→ **Document section**
FEMA was tasked by President Donald Trump to coordinate the nation’s emergency response to the pandemic. The contingent came to town to tour the Worldport air hub and other UPS health care facilities that handle medical supplies and pharmaceuticals from six sites.

The agency rounded up more than 72 million units, including COVID-19 test supplies, from China, Malaysia, Vietnam and Honduras and sent them to Louisville. And UPS has filled orders for 29 million of those items and sent them overnight to all 50 states and three countries.

Workers on Tuesday loaded boxes of gloves and masks for California, and a shipment of digital thermometers, 60 to a box, for Alaska.

So far, the coronavirus has infected nearly 2.4 million Americans and killed 123,000. In the nearly three months since the warehouse and distribution center opened, COVID-19 cases surged, leveled off a bit and have ticked up in recent weeks following the  reopening of the economy in several states.

Now that the country is no longer in panic mode over PPE, what’s flowing from the warehouse is back filling supplies in many locations. However, Dossett said, a predicted second wave of cases is a concern.

→ **Exercise requirements**
Copy the entire news excerpt on FEMA and UPS word for word. The listing that comes next is separate material and has nothing to do with the news excerpt on FEMA and UPS.

→ **Stored data**
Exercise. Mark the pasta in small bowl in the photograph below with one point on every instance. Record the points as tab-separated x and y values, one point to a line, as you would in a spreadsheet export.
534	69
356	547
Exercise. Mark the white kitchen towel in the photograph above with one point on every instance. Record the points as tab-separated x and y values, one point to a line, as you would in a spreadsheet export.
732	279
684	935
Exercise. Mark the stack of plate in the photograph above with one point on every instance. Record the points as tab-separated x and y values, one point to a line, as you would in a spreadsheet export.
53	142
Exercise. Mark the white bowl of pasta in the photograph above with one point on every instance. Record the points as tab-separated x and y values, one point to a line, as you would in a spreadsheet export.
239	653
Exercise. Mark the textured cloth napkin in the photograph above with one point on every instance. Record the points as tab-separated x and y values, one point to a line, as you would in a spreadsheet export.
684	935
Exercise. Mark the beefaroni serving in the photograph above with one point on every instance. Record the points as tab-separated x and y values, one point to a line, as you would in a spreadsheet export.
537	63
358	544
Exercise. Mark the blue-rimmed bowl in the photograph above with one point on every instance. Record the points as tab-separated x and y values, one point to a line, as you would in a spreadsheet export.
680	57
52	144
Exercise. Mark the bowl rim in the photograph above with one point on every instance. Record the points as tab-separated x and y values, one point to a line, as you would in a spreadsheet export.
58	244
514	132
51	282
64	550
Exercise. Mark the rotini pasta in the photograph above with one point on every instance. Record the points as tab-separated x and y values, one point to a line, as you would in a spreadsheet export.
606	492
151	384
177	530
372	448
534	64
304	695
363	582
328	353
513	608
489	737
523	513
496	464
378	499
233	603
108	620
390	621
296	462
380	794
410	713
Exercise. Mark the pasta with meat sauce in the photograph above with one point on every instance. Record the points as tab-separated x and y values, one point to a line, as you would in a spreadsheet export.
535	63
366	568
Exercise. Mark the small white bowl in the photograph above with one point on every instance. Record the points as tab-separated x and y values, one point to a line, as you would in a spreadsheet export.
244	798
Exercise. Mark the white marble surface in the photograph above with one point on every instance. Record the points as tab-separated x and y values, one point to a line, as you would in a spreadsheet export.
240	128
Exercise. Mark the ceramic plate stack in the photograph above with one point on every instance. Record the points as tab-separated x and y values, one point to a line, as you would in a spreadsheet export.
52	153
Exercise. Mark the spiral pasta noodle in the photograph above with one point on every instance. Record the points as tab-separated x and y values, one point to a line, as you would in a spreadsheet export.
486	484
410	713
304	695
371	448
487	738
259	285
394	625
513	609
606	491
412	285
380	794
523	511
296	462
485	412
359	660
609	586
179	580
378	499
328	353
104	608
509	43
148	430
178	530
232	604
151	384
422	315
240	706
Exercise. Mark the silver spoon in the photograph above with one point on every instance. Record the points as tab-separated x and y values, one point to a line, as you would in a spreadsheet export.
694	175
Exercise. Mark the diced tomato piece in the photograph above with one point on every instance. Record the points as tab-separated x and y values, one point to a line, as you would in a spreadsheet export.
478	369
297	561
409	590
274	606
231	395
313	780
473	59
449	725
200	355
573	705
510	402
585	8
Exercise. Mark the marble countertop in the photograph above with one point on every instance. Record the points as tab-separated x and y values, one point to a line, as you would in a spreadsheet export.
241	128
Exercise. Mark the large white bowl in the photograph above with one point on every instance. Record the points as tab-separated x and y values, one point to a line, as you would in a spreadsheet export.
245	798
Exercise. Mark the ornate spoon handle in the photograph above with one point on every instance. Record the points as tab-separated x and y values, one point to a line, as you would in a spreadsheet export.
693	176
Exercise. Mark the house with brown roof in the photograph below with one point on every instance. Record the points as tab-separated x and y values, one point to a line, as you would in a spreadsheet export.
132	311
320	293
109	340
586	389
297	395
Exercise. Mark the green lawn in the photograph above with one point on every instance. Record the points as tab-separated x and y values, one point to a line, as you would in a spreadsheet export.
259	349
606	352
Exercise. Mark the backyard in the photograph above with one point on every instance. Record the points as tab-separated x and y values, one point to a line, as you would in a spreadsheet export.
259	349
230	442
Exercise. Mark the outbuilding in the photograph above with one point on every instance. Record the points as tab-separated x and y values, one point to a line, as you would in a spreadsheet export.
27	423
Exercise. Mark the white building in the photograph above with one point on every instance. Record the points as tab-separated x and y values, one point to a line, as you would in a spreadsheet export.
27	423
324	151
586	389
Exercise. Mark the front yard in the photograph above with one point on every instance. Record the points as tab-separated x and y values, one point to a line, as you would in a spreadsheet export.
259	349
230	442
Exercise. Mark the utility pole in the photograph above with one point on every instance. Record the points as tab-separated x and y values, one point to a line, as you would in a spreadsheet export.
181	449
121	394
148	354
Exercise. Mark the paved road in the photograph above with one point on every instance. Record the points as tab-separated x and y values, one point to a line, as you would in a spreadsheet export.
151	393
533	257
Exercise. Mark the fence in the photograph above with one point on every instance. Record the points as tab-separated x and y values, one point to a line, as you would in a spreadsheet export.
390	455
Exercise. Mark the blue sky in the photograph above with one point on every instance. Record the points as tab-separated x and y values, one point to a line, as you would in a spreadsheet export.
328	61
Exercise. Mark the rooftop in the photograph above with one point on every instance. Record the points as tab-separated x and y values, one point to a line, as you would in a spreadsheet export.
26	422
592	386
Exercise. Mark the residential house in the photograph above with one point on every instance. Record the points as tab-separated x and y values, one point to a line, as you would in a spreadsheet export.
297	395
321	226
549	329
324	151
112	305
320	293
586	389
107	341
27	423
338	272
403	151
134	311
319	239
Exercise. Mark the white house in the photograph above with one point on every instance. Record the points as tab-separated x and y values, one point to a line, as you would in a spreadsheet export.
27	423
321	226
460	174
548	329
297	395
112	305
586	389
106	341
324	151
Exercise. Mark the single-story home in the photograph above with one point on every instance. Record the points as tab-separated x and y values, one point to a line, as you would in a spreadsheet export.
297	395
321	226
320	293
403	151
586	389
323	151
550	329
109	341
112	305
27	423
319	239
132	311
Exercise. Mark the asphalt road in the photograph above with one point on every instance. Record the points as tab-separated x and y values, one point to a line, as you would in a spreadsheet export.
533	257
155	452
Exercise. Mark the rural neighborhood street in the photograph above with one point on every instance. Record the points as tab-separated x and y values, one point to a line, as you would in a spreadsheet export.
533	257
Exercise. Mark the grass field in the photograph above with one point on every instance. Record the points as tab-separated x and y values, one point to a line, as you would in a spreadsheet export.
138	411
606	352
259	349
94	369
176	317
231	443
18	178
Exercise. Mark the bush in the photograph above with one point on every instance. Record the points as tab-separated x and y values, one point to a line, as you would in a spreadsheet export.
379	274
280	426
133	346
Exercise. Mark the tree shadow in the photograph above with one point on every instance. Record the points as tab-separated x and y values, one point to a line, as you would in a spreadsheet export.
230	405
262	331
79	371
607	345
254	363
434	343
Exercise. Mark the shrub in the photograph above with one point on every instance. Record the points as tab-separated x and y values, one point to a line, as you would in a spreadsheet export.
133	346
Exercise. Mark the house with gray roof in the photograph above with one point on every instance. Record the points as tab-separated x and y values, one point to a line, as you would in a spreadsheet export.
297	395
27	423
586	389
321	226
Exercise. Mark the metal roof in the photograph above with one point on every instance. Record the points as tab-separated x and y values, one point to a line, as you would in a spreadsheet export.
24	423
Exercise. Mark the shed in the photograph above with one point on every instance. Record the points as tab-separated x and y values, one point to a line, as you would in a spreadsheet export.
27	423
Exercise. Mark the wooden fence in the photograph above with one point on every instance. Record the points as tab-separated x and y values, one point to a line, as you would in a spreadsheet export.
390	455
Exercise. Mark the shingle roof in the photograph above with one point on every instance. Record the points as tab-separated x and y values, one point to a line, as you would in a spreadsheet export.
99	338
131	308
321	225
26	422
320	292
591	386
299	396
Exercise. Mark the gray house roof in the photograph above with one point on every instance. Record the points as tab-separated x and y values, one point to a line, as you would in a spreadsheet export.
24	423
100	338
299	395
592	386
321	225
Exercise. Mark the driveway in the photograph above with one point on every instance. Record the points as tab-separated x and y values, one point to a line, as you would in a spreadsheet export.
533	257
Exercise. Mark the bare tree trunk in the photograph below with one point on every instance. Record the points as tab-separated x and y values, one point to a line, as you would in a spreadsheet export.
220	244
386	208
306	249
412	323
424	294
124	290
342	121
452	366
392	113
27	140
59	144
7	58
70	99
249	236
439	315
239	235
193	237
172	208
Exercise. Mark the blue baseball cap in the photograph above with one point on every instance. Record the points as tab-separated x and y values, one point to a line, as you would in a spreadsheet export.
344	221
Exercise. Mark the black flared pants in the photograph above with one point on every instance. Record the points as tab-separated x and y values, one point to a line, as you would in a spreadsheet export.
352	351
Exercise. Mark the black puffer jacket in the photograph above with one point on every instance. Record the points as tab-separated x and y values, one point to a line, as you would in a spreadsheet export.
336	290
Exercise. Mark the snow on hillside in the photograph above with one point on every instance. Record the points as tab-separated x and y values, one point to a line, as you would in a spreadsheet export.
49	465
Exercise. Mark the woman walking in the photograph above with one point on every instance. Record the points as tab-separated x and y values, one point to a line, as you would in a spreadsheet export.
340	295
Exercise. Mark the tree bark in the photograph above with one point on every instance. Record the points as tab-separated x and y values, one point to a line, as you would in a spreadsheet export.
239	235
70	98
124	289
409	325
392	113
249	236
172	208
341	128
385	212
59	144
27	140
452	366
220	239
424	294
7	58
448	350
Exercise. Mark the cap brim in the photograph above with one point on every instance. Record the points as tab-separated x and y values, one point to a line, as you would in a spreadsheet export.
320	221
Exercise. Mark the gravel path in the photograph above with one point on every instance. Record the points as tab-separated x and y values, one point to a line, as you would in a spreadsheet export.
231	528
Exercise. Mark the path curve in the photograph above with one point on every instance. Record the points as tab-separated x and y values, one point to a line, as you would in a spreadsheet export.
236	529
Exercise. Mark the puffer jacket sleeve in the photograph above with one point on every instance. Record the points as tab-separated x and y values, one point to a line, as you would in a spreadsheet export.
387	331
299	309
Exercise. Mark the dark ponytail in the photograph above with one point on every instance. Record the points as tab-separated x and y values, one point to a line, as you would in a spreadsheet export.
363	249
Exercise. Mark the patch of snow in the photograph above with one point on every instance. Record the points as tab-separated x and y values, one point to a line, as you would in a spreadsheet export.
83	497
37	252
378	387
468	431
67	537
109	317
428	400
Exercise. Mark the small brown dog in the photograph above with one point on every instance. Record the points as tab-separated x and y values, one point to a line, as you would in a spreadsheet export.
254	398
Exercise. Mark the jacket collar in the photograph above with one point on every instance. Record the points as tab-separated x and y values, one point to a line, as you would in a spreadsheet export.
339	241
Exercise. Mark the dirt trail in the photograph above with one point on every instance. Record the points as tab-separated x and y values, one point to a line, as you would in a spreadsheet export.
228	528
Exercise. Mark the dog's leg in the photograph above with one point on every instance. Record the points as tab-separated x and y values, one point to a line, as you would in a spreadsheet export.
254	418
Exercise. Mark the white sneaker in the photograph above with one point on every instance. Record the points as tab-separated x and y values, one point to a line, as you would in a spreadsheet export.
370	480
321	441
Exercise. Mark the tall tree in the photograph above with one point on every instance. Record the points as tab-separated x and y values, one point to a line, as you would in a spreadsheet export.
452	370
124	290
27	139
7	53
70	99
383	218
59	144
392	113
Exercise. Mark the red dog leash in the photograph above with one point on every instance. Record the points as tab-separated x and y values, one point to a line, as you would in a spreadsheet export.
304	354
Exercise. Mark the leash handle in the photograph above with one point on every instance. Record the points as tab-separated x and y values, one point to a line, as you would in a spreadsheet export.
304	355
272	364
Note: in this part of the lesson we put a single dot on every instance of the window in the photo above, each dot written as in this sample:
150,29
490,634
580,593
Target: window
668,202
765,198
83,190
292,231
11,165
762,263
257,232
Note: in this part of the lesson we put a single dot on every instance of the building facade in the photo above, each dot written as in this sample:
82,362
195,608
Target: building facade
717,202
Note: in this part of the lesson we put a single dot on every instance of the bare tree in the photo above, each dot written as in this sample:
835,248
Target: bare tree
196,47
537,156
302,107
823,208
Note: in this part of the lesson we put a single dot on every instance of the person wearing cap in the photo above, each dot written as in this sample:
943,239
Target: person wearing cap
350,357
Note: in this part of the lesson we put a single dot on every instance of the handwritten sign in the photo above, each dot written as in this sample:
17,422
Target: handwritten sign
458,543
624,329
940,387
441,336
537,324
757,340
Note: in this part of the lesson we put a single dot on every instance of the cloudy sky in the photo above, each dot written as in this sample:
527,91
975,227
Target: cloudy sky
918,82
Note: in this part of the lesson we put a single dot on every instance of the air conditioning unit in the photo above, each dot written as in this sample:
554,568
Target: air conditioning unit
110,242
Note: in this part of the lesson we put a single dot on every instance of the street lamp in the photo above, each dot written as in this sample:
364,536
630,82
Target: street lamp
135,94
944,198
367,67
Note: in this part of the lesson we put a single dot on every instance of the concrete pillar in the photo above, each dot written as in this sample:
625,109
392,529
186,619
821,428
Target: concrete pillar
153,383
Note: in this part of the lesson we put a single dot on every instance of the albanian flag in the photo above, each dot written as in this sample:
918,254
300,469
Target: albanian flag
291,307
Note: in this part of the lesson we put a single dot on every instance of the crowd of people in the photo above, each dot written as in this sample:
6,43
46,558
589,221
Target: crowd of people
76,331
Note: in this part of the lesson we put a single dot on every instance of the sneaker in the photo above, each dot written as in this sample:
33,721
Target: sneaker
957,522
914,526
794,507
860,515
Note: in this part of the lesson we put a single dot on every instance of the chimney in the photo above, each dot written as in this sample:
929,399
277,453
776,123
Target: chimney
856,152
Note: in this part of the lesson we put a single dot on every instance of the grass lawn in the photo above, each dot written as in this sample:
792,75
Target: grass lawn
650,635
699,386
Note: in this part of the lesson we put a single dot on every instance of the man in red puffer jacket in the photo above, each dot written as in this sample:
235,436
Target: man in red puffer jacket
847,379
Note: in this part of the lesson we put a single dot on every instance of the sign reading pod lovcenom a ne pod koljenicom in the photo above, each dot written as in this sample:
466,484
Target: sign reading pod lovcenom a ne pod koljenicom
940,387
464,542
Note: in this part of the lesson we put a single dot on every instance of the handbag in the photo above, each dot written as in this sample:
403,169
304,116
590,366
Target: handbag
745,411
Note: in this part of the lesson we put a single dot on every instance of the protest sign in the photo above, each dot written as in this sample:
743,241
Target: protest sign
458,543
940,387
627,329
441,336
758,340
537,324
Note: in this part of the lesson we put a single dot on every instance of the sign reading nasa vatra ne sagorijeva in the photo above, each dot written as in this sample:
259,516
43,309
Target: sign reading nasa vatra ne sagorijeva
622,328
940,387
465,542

→ **Output for this exercise**
FEMA was tasked by President Donald Trump to coordinate the nation’s emergency response to the pandemic. The contingent came to town to tour the Worldport air hub and other UPS health care facilities that handle medical supplies and pharmaceuticals from six sites.

The agency rounded up more than 72 million units, including COVID-19 test supplies, from China, Malaysia, Vietnam and Honduras and sent them to Louisville. And UPS has filled orders for 29 million of those items and sent them overnight to all 50 states and three countries.

Workers on Tuesday loaded boxes of gloves and masks for California, and a shipment of digital thermometers, 60 to a box, for Alaska.

So far, the coronavirus has infected nearly 2.4 million Americans and killed 123,000. In the nearly three months since the warehouse and distribution center opened, COVID-19 cases surged, leveled off a bit and have ticked up in recent weeks following the  reopening of the economy in several states.

Now that the country is no longer in panic mode over PPE, what’s flowing from the warehouse is back filling supplies in many locations. However, Dossett said, a predicted second wave of cases is a concern.